**Pedido:**
Substitua "put a dot" por "place a point" em todos os dados e reproduza-os sem nenhuma outra alteração. Deixe as imagens fora da resposta.

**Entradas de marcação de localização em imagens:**
-- -- --

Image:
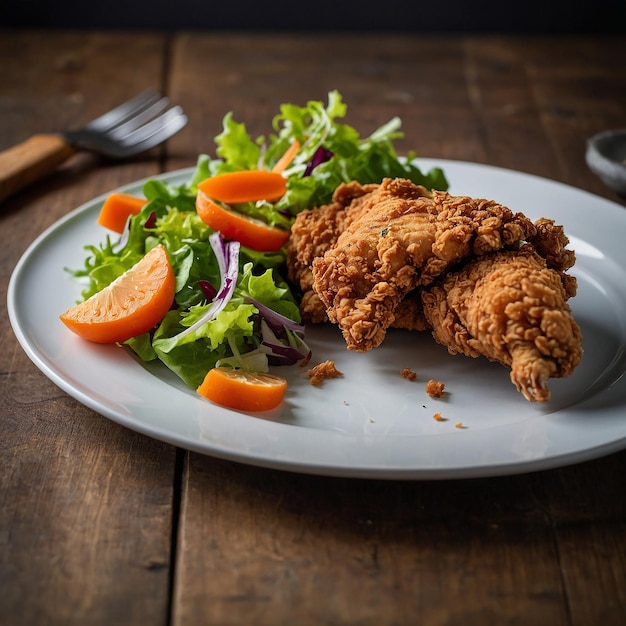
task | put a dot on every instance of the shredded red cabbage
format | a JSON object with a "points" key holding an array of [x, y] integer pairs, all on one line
{"points": [[321, 155], [207, 289], [296, 350], [275, 319], [227, 254]]}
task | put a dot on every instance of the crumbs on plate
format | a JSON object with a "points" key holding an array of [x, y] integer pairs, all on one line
{"points": [[435, 389], [323, 371], [408, 374]]}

-- -- --

**Resultado da tarefa:**
Image:
task | place a point on every instance of the shredded red cabbage
format | a JSON object with a "points" key holding an array of [x, y] integer pairs, all on one line
{"points": [[321, 155], [207, 289], [296, 350], [275, 319], [227, 254]]}
task | place a point on every instance of the crumbs on plate
format | a JSON object with a "points" key holding an array of [x, y] integer pairs, all on one line
{"points": [[435, 389], [323, 371], [408, 374]]}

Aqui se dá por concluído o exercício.